-------- AVAILABLE RECORDS --------

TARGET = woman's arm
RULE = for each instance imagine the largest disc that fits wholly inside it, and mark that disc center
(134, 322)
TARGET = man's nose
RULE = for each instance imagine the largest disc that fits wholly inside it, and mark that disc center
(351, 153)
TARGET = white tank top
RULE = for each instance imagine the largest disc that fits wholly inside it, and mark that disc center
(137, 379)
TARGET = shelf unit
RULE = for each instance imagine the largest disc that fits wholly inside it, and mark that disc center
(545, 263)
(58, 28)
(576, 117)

--------
-------- AVAILABLE RECORDS --------

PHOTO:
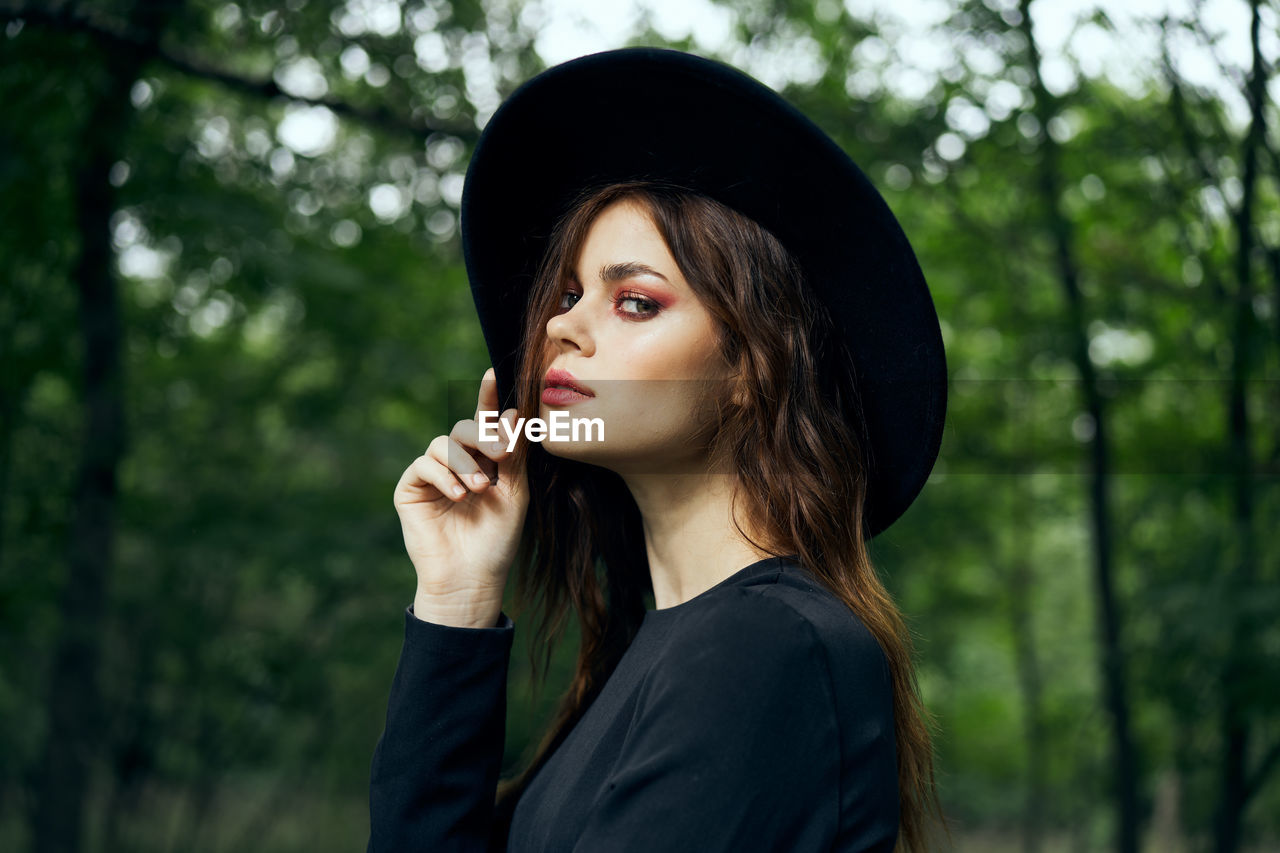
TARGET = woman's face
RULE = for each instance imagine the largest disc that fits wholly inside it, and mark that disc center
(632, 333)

--------

> **WHAT YOU HAVE TO DO**
Copy each line of the entries in which the string "TARGET" is found.

> **SOLUTION TO THE EXERCISE**
TARGET = woman's arm
TARGET = man's nose
TARGET = white tank top
TARGET = shelf unit
TARGET = woman's face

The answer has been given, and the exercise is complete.